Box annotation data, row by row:
[Begin]

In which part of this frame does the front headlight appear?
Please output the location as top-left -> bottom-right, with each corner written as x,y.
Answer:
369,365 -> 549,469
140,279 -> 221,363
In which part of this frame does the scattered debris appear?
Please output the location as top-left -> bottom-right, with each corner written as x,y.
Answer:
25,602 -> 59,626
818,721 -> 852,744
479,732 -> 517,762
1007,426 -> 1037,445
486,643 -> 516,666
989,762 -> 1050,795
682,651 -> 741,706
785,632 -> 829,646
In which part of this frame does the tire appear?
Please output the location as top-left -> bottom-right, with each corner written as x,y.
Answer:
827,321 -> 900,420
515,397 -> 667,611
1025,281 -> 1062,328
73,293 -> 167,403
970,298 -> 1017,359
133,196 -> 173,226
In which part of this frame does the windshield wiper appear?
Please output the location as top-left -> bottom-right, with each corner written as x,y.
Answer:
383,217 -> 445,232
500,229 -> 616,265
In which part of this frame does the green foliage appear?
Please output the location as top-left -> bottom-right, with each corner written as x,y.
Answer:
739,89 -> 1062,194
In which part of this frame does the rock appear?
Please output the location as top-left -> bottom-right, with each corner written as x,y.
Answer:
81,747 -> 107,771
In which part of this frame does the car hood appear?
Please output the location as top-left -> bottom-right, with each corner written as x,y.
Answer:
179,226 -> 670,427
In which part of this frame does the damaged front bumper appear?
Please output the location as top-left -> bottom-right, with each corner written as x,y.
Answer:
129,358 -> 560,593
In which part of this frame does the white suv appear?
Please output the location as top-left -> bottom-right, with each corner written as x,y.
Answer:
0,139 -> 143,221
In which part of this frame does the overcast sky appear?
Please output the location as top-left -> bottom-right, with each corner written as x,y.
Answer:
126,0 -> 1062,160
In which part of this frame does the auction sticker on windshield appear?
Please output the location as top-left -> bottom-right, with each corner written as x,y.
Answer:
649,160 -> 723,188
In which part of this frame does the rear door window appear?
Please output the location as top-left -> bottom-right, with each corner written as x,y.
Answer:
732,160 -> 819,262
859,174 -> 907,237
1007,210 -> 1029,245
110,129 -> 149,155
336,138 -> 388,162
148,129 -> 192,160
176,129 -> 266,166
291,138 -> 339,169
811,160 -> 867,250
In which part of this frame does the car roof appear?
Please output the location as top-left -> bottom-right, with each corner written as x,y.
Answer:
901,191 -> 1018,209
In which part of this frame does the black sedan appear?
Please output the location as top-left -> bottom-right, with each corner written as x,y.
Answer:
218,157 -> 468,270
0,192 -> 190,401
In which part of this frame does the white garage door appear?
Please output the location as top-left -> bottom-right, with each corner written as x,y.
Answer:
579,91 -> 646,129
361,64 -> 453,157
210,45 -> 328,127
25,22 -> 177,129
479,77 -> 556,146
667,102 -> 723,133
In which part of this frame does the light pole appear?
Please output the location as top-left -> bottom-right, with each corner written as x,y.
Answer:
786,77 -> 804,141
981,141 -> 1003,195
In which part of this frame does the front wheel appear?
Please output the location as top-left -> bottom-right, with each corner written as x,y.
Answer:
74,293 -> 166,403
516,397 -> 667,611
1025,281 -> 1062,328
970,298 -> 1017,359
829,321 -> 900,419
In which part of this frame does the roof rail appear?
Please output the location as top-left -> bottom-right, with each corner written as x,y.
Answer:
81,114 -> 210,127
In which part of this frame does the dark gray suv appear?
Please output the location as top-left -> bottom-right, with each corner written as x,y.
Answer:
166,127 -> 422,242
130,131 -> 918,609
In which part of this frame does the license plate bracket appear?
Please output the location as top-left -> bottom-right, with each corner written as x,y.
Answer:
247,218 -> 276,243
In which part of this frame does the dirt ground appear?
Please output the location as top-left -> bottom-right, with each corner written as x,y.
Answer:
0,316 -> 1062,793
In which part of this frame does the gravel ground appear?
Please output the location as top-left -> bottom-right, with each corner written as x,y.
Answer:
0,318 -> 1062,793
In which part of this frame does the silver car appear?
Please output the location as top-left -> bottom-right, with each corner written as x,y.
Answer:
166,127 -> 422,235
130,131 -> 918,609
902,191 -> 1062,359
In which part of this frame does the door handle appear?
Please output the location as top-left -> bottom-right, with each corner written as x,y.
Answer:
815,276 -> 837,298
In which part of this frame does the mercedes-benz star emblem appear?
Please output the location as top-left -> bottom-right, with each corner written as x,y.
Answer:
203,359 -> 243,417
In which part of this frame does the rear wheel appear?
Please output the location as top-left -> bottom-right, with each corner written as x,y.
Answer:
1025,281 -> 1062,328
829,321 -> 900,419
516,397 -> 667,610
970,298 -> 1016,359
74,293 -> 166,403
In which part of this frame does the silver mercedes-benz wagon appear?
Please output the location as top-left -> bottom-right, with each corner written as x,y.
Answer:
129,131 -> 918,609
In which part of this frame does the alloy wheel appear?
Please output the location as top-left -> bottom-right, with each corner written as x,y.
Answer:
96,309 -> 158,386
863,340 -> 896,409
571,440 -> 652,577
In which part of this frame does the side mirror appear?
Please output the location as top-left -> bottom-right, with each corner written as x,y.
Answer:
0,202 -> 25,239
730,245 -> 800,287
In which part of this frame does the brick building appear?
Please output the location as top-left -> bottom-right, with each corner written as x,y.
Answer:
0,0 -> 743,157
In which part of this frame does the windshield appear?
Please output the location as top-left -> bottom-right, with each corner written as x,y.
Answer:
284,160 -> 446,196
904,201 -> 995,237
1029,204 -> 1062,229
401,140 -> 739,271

[End]

» EXERCISE OBJECTIVE
Present every line of the material above as a numbered list, omitting any blank lines.

» ANSWER FOR THIS EXERCISE
1. In which part of this frame does the front headlight appear?
2. Please output the location as top-left -> bottom-right, with each corner written as x,y.
3. Answer:
4. 369,365 -> 549,469
5. 140,279 -> 221,363
6. In which part of this frame does the scattered debris appear?
7. Please output the location as top-left -> bottom-right, with each corner written as x,y.
8. Answer:
9. 25,602 -> 59,626
10. 818,721 -> 852,744
11. 479,732 -> 517,762
12. 1007,426 -> 1037,445
13. 486,643 -> 516,666
14. 989,762 -> 1050,795
15. 682,651 -> 741,706
16. 785,632 -> 829,646
17. In which part of this frame does the tire appear?
18. Please output the location as top-left -> bottom-right, with each corner written as x,y.
19. Answer:
20. 827,321 -> 900,420
21. 515,397 -> 667,611
22. 1025,281 -> 1062,328
23. 73,293 -> 167,403
24. 970,298 -> 1017,359
25. 133,196 -> 173,226
26. In which part of this frame does the windshield wiper appear?
27. Please output the location as top-left -> bottom-right, with each corner written as x,y.
28. Answer:
29. 383,217 -> 445,232
30. 500,229 -> 616,265
31. In which part of this frame does the green foliage appear?
32. Please output the location as top-left -> bottom-right, with each corner written as x,y.
33. Answer:
34. 739,89 -> 1062,194
35. In which part of this frame does the rock appear?
36. Please output the location as top-left -> bottom-right, with each corner written as x,y.
37. Answer:
38. 81,747 -> 107,771
39. In which part of this frame does the car hood appear?
40. Please output the location as top-left -> bottom-right, with each corner written as x,y.
41. Answer:
42. 179,226 -> 670,427
43. In which part of this frame does the damaged front bumper appear?
44. Please output the location as top-left -> bottom-right, with each corner written as x,y.
45. Answer:
46. 129,358 -> 560,593
47. In which part of this frame does the white suv appear?
48. Please output the location as top-left -> bottom-right, with each corner written as x,y.
49. Answer:
50. 0,139 -> 143,221
51. In which part of this frame does the overcast sky appear?
52. Please output the location as top-left -> bottom-right, with each corner written as x,y.
53. Answer:
54. 126,0 -> 1062,160
55. In which part of this frame does the auction sticker on windshield appear?
56. Please output the location as top-left -> bottom-right, with each corner written as x,y.
57. Answer:
58. 649,160 -> 723,188
59. In which part of this frame does the rear door window appear?
60. Please output the location as top-left -> bottom-right, with each corner written as x,y.
61. Answer:
62. 732,160 -> 819,262
63. 859,174 -> 907,237
64. 1007,210 -> 1029,245
65. 110,129 -> 149,155
66. 336,138 -> 388,162
67. 148,129 -> 192,160
68. 176,129 -> 266,166
69. 291,138 -> 339,169
70. 811,160 -> 867,250
71. In which part of this frame does the car roof appear?
72. Please output the location as top-left -> bottom-right, with each corner written as x,y.
73. Answer:
74. 901,191 -> 1018,209
75. In which part of this frame does the black sedan appear?
76. Please output the location as top-left -> bottom-right, with each corner written as x,y.
77. Answer:
78. 218,157 -> 468,270
79. 0,192 -> 190,401
80. In which part of this frame does the white garage door appear?
81. Please output the location as top-left -> bottom-right, with each corner written as x,y.
82. Answer:
83. 579,91 -> 646,129
84. 361,64 -> 453,157
85. 210,45 -> 328,127
86. 25,22 -> 177,129
87. 479,77 -> 556,146
88. 667,102 -> 723,133
89. In which part of this frame does the light pole appear?
90. Please output the location as top-left -> bottom-right, with each corner written as x,y.
91. Answer:
92. 786,77 -> 804,141
93. 981,141 -> 1003,195
94. In which part of this frame does the front wheel appear?
95. Please output the location as top-left -> bottom-right, with each corner written as x,y.
96. Answer:
97. 74,293 -> 166,403
98. 516,397 -> 667,611
99. 1025,281 -> 1062,328
100. 970,298 -> 1017,359
101. 829,321 -> 900,419
102. In which part of this frame does the roof rail appear?
103. Please output the location as top-left -> bottom-right, with each corner written as x,y.
104. Answer:
105. 81,114 -> 210,127
106. In which part of this frame does the dark gray suv appear?
107. Please output the location as top-left -> bottom-right, with each corner written as x,y.
108. Answer:
109. 166,127 -> 422,242
110. 130,131 -> 918,609
111. In which part of this frame does the license plate bracket appear?
112. Please output the location as top-left -> bottom-right, with each corner written as x,y.
113. Answer:
114. 247,218 -> 276,243
115. In which part of this frame does the dirt ground appear?
116. Please output the location as top-left -> bottom-right, with each corner written as x,y.
117. Answer:
118. 0,316 -> 1062,793
119. In which part of this frame does the gravel ground appear?
120. Please output the location as top-left -> bottom-right, with each corner written as x,y.
121. Answer:
122. 0,318 -> 1062,793
123. In which part of this frame does the silver car appear?
124. Please output the location as top-left -> bottom-right, with each corner written as x,y.
125. Answer:
126. 166,127 -> 422,235
127. 130,131 -> 918,609
128. 902,191 -> 1062,359
129. In which part of this frame does the door handle appear?
130. Please output the location as top-left -> bottom-right, with each corner written as x,y.
131. Answer:
132. 815,276 -> 837,298
133. In which part of this frame does the mercedes-benz star emblem appear?
134. Please output the location as top-left -> bottom-right, with each corner written as x,y.
135. Answer:
136. 203,359 -> 243,417
137. In which part of this frame does the rear wheel appear?
138. Please output the location as top-left -> bottom-right, with each corner written as x,y.
139. Answer:
140. 1025,281 -> 1062,328
141. 829,321 -> 900,419
142. 516,397 -> 667,610
143. 970,298 -> 1016,359
144. 74,293 -> 166,403
145. In which part of this frame does the silver mercedes-benz wagon appear?
146. Please output the location as top-left -> bottom-right, with each corner written as x,y.
147. Answer:
148. 129,131 -> 918,609
149. In which part of this frame does the alloy wheel appear?
150. Please output the location as top-left -> bottom-right, with each corner written as x,y.
151. Answer:
152. 96,309 -> 158,386
153. 863,340 -> 896,409
154. 571,440 -> 652,577
155. In which part of this frame does the side mirror appear?
156. Please output the location as top-left -> bottom-right, with each corner written as x,y.
157. Answer:
158. 0,202 -> 25,239
159. 730,245 -> 800,287
160. In which part of this frame does the brick building appear?
161. Please output the location as top-left -> bottom-right, with each corner written as x,y.
162. Answer:
163. 0,0 -> 743,157
164. In which part of this frame does the windshield appear?
165. Please output the location as top-left -> bottom-right, with each corner written as x,y.
166. Answer:
167. 284,160 -> 446,196
168. 904,201 -> 995,237
169. 1029,204 -> 1062,229
170. 401,140 -> 739,271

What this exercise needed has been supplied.